Listed records.
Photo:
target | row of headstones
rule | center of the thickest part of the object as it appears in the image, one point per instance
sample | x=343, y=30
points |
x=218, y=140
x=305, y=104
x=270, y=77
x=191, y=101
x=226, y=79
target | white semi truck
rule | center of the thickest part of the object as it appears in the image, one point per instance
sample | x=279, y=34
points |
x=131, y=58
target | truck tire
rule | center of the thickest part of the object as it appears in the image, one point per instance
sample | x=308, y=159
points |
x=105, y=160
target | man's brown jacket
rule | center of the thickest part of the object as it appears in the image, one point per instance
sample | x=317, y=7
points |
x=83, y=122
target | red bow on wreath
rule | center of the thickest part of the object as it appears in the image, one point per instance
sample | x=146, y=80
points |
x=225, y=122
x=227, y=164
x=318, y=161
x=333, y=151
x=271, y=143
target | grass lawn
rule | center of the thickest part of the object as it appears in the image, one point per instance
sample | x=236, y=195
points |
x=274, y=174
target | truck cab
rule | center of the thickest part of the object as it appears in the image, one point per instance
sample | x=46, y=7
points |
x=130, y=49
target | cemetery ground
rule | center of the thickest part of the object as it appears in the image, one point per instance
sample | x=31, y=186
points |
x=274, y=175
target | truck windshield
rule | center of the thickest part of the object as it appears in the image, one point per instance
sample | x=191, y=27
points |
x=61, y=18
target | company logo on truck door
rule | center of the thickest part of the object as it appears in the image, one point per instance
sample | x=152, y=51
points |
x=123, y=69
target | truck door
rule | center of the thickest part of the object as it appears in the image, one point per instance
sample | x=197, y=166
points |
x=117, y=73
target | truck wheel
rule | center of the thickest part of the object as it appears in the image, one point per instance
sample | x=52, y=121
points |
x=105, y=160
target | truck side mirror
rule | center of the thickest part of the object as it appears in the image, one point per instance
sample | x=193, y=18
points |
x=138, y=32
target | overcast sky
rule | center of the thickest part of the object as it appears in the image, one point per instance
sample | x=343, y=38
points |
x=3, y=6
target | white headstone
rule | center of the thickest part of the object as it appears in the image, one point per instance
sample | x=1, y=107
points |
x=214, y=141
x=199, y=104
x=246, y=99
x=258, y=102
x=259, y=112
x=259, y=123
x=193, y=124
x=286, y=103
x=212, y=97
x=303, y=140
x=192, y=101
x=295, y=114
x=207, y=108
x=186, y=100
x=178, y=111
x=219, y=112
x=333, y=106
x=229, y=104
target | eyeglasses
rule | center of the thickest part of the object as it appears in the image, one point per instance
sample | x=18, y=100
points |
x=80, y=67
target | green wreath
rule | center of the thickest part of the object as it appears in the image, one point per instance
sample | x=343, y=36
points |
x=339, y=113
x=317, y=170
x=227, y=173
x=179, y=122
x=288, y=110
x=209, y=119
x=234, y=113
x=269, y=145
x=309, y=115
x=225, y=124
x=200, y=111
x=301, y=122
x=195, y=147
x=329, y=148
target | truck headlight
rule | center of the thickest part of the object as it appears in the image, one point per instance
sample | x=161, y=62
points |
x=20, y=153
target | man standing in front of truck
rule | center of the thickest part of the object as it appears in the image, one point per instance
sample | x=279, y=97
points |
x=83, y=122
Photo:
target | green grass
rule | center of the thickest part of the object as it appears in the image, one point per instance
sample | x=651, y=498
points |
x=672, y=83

Activity. The listing above is to be reproduced without a single change.

Answer below.
Photo:
target | row of headstones
rule | center of the thickest part of the object as it appears in the image, one point per instance
sample | x=343, y=30
points |
x=218, y=140
x=305, y=104
x=270, y=77
x=191, y=101
x=226, y=79
target | white semi truck
rule | center of the thickest part of the object as it appears in the image, one point per instance
sample | x=279, y=34
points |
x=131, y=58
target | truck tire
rule | center of the thickest part of the object as it appears in the image, one point per instance
sample | x=308, y=159
points |
x=105, y=160
target | man's brown jacket
rule | center of the thickest part of the object as it appears in the image, one point per instance
sample | x=317, y=7
points |
x=83, y=122
target | red bow on wreath
rule | center of the thickest part of the object as it appears in the image, one point per instance
sample | x=146, y=80
points |
x=225, y=122
x=227, y=164
x=318, y=161
x=333, y=151
x=271, y=143
target | grass lawn
rule | center of the thickest part of the object as it appears in the image, one point per instance
sample | x=236, y=195
points |
x=274, y=174
target | truck cab
rule | center of the thickest part of the object as it appears in the image, one point per instance
sample | x=46, y=7
points |
x=130, y=49
target | cemetery ground
rule | center of the thickest part of the object as it appears in the image, one point per instance
sample | x=31, y=186
points |
x=274, y=175
target | truck windshield
rule | center of the thickest part of the object as it appears in the image, one point per instance
sample | x=191, y=27
points |
x=61, y=18
target | company logo on truck door
rule | center of the thickest part of the object as it appears in the image, one point per instance
sample | x=152, y=51
points |
x=123, y=69
target | truck door
rule | center of the thickest part of the object as it appears in the image, one point per instance
sample | x=197, y=166
points |
x=117, y=73
target | truck wheel
rule | center of the thickest part of the object as it appears in the image, one point per instance
sample | x=52, y=121
points |
x=105, y=160
target | truck side mirror
rule | center of the thickest part of the object as it appears in the image, one point per instance
sample | x=193, y=18
points |
x=138, y=32
target | overcast sky
rule | center of the thickest part of the object as it appears in the image, one point per instance
sample | x=343, y=38
points |
x=3, y=6
target | white headstone
rule | center of the thickest part of the object as it appears in the image, one point per instance
sample | x=1, y=107
points |
x=214, y=141
x=199, y=104
x=246, y=99
x=258, y=102
x=259, y=112
x=259, y=123
x=193, y=124
x=286, y=103
x=212, y=97
x=303, y=140
x=192, y=101
x=295, y=114
x=207, y=108
x=186, y=100
x=178, y=111
x=219, y=112
x=333, y=106
x=229, y=104
target | eyeglasses
rule | center of the thickest part of the object as it appears in the image, one point per instance
sample | x=18, y=100
points |
x=80, y=67
target | green wreath
rule | center of the thickest part of the object as it appears in the image, one point per instance
sample | x=343, y=36
points |
x=339, y=113
x=317, y=170
x=227, y=173
x=179, y=122
x=288, y=110
x=209, y=119
x=234, y=113
x=269, y=145
x=309, y=115
x=225, y=124
x=200, y=111
x=301, y=122
x=195, y=147
x=329, y=148
target | truck headlight
rule | center of the thickest part of the object as it appears in the image, one point per instance
sample | x=161, y=62
points |
x=20, y=153
target | man standing in front of truck
rule | center of the thickest part of the object as it appears in the image, one point per instance
sample | x=279, y=97
points |
x=83, y=122
Photo:
target | green grass
rule | center of the thickest part of the object as it appears in the image, one point per instance
sample | x=651, y=498
points |
x=672, y=83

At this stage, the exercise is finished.